### WHAT YOU ARE ASKED TO DO
Whenever a line below includes the string "black", show it.

### RECORDS FOR THE TASK

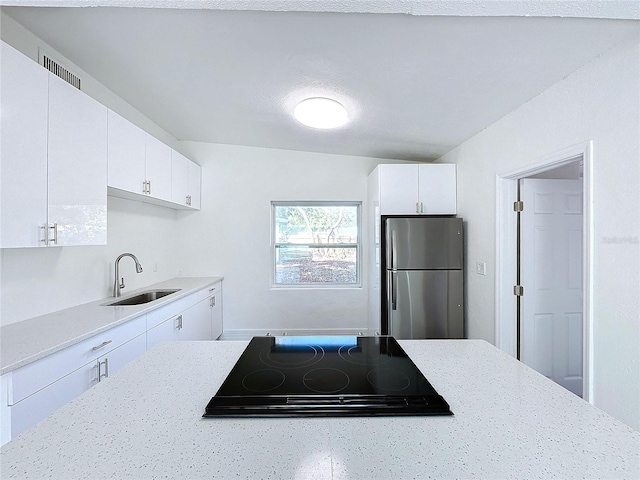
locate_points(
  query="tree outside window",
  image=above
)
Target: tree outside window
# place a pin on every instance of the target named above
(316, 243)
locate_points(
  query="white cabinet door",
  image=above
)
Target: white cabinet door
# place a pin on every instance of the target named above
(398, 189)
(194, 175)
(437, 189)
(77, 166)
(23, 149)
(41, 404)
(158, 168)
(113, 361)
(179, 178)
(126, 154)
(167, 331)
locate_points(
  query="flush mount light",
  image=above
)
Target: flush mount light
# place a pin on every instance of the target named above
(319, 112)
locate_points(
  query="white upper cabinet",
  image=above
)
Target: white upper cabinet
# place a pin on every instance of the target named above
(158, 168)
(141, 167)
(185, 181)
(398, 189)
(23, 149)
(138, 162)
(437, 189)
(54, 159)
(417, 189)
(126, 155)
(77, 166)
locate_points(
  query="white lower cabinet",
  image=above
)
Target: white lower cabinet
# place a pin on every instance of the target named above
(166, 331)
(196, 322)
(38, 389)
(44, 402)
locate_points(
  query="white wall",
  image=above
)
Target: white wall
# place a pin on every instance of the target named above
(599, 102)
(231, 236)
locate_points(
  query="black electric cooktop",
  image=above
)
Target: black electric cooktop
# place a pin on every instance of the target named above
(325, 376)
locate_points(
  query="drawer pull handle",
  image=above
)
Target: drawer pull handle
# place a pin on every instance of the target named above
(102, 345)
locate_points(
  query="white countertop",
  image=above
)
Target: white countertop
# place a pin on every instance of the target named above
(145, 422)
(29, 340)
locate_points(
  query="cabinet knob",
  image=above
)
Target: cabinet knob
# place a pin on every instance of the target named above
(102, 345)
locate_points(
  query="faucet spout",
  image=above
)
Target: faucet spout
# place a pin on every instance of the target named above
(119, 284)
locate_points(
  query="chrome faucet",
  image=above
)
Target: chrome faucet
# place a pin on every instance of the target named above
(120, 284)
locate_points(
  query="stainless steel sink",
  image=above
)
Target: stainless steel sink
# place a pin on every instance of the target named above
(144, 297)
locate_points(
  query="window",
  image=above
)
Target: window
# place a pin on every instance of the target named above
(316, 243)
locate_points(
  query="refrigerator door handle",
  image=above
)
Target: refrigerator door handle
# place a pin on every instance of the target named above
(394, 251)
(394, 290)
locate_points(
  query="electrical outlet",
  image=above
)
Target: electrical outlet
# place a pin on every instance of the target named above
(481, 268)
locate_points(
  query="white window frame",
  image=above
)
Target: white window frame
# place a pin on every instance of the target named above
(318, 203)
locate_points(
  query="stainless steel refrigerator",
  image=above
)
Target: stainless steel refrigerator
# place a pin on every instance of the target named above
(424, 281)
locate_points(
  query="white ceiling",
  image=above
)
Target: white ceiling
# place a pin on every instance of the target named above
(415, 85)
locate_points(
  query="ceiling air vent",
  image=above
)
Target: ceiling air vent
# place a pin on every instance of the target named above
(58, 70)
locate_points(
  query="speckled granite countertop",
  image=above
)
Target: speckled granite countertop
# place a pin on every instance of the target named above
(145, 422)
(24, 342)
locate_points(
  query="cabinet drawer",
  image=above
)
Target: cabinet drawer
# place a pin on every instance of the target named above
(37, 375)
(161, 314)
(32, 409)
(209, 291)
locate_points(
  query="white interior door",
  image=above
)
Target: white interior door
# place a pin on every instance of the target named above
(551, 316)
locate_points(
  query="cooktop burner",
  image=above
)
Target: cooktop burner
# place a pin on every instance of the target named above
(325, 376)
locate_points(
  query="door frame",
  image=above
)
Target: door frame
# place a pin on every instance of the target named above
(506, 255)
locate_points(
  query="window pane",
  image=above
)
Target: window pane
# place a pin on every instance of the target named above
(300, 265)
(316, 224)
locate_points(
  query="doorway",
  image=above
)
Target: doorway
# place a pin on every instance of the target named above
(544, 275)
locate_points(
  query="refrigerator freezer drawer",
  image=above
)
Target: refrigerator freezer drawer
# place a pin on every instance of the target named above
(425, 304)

### TASK OUTPUT
  query="black electric cooktop",
Target: black electric cooktop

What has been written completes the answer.